— Start —
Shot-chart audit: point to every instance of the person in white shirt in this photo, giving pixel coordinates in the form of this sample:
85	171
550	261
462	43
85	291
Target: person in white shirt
— End —
Reproduce every item above verbatim, line by line, with no alterations.

Shot-chart audit: point to every instance of the person in white shirt in this photo, giving pixel coordinates in the form of this sample:
85	171
550	261
462	43
85	291
Target: person in white shirt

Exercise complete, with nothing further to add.